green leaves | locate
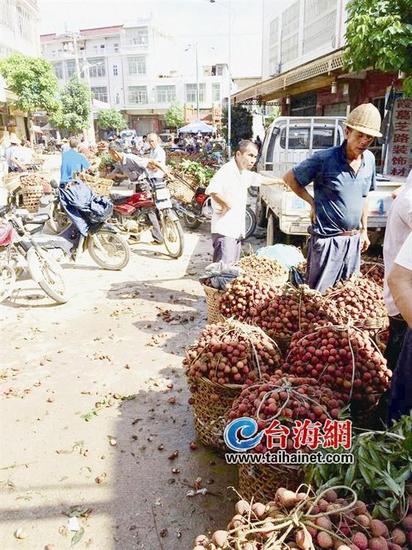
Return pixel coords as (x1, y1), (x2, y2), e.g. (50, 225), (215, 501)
(344, 0), (412, 84)
(97, 109), (127, 131)
(0, 53), (59, 113)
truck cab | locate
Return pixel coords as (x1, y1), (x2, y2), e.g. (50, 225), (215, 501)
(256, 117), (403, 245)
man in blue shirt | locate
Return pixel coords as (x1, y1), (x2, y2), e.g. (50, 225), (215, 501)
(283, 103), (382, 292)
(60, 138), (90, 185)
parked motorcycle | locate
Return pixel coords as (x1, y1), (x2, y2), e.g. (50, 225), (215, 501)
(173, 187), (256, 239)
(110, 171), (184, 258)
(0, 206), (68, 304)
(14, 182), (130, 271)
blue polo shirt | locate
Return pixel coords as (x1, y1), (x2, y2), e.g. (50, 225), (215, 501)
(60, 149), (90, 183)
(292, 141), (376, 237)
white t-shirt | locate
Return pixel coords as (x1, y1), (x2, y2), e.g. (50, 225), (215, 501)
(383, 171), (412, 317)
(395, 231), (412, 271)
(206, 159), (265, 239)
(149, 145), (166, 178)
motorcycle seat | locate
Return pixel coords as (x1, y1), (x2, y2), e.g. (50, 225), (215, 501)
(110, 194), (130, 204)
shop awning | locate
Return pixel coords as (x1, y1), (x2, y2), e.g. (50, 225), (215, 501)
(232, 50), (343, 103)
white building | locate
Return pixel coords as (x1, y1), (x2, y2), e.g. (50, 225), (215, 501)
(0, 0), (40, 139)
(41, 19), (229, 134)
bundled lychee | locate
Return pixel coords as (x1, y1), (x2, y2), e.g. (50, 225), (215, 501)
(219, 275), (279, 322)
(283, 325), (391, 405)
(325, 277), (388, 328)
(184, 320), (282, 385)
(194, 486), (412, 550)
(360, 258), (385, 288)
(252, 285), (339, 340)
(227, 378), (344, 453)
(238, 254), (289, 284)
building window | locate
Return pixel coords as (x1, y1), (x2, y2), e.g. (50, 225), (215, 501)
(186, 82), (206, 103)
(303, 0), (337, 54)
(269, 17), (279, 75)
(212, 82), (220, 101)
(91, 86), (107, 103)
(126, 27), (149, 46)
(127, 55), (146, 74)
(280, 2), (299, 64)
(88, 57), (106, 78)
(53, 63), (63, 79)
(66, 59), (76, 78)
(156, 86), (176, 103)
(129, 86), (147, 104)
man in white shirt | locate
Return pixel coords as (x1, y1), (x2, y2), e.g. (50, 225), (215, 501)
(147, 134), (166, 179)
(206, 140), (276, 265)
(388, 231), (412, 422)
(383, 171), (412, 370)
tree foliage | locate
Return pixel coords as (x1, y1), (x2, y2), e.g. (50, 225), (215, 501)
(51, 77), (91, 134)
(0, 53), (59, 113)
(345, 0), (412, 94)
(222, 105), (253, 147)
(165, 103), (185, 130)
(97, 109), (127, 131)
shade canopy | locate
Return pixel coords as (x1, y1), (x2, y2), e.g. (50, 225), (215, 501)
(179, 120), (216, 134)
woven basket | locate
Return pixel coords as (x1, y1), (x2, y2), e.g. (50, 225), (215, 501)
(202, 285), (225, 325)
(188, 378), (242, 451)
(238, 464), (304, 502)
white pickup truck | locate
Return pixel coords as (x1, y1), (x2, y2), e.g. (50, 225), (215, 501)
(256, 117), (406, 245)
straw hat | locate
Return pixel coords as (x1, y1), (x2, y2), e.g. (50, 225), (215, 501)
(344, 103), (382, 137)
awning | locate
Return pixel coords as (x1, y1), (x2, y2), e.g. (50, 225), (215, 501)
(179, 120), (216, 134)
(232, 50), (343, 103)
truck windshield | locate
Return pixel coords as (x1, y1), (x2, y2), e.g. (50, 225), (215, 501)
(280, 127), (339, 149)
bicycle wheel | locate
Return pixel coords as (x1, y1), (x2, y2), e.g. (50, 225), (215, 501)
(87, 229), (130, 271)
(27, 246), (68, 304)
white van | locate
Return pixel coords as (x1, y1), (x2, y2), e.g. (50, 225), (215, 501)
(256, 117), (404, 245)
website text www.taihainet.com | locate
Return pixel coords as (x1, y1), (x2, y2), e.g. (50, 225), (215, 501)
(225, 449), (354, 465)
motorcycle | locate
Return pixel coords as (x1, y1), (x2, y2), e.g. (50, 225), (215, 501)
(110, 171), (184, 258)
(16, 181), (130, 271)
(0, 206), (68, 304)
(173, 187), (257, 239)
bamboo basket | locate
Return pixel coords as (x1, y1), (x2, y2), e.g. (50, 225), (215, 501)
(188, 378), (242, 451)
(202, 285), (225, 325)
(238, 464), (304, 502)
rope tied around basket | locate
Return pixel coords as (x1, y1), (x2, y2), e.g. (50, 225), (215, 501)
(225, 485), (358, 550)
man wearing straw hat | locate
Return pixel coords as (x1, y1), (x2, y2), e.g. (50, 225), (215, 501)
(283, 103), (382, 292)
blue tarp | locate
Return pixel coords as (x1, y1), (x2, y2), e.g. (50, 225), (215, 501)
(179, 120), (216, 134)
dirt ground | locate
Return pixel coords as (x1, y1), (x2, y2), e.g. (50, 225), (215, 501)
(0, 161), (264, 550)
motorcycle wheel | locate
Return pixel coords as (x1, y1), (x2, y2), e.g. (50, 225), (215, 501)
(87, 229), (130, 271)
(0, 264), (16, 304)
(245, 206), (256, 239)
(27, 246), (68, 304)
(160, 212), (184, 259)
(182, 214), (202, 229)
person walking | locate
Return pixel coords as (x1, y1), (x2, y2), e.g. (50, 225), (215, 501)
(388, 232), (412, 424)
(60, 138), (90, 186)
(205, 140), (276, 265)
(283, 103), (382, 292)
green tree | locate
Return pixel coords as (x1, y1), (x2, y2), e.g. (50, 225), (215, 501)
(97, 109), (127, 132)
(50, 77), (91, 134)
(345, 0), (412, 95)
(0, 53), (59, 114)
(222, 105), (253, 147)
(165, 103), (185, 130)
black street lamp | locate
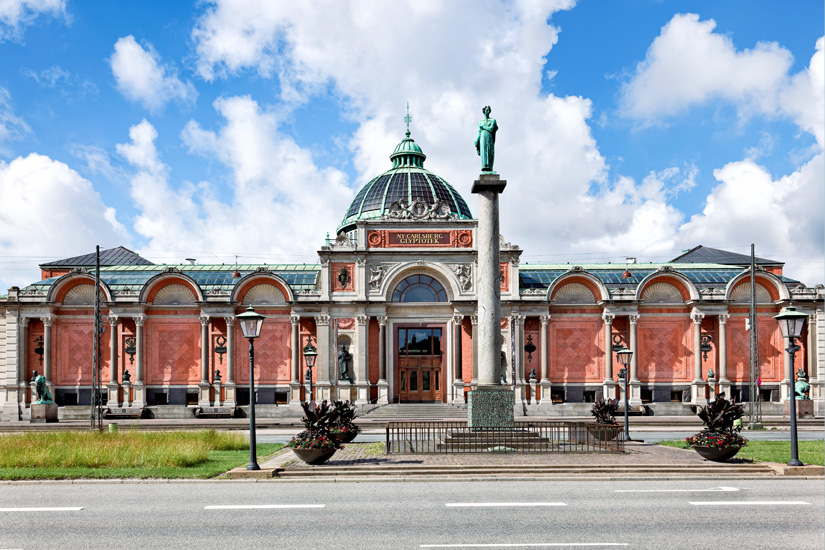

→ Stated goal
Count the lines of the material above that contain the string "motorcycle", treating uppercase and lowercase letters as distinct. Give only the number.

→ Answer for this exercise
4